Update the entries below so that every "intersection count sheet" reads "annotation log", then write them all out again with nothing else altered.

######

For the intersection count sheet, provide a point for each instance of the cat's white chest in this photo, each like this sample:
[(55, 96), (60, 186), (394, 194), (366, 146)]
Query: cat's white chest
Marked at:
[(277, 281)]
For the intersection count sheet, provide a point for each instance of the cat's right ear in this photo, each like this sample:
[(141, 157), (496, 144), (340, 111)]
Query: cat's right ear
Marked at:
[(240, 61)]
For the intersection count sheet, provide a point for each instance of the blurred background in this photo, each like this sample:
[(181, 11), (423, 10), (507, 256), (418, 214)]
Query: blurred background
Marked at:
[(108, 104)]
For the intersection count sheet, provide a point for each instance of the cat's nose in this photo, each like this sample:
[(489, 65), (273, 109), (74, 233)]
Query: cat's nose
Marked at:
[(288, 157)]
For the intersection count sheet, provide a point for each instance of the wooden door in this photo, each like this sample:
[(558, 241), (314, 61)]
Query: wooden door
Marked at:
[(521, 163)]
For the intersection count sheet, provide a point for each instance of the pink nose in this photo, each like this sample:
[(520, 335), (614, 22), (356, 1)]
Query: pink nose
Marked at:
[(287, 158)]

######

(FINAL ANSWER)
For the annotation log, provide a point for each instance of the cat's white chest in this photo, each like this sample:
[(55, 96), (60, 186), (394, 194), (366, 146)]
Query: cat's white chest
Marked at:
[(277, 281)]
For the annotation log, provide a point for each instance of the cat's right ear in this photo, each like this sample:
[(141, 157), (496, 144), (340, 111)]
Query: cat's right ear
Marked at:
[(240, 61)]
For the annotation log, provide a point for each instance of the blurred background in this photo, each like this sample:
[(181, 11), (423, 10), (507, 256), (418, 214)]
Query: blurred background
Marked at:
[(108, 104)]
For the annotation log, provide a point for each instance of the cat's nose in this photo, each like this sample:
[(489, 65), (273, 109), (74, 233)]
Query: cat's nose
Marked at:
[(288, 157)]
For the annotation log, provide a point for each instance of the wooden door in this photo, each like this sample:
[(558, 241), (314, 61)]
Query: wooden door
Marked at:
[(521, 163)]
For the annotation log, provide a point for each instance of the pink nose in this photo, each like this sample:
[(520, 335), (614, 22), (356, 1)]
Query: pink nose
Marked at:
[(287, 158)]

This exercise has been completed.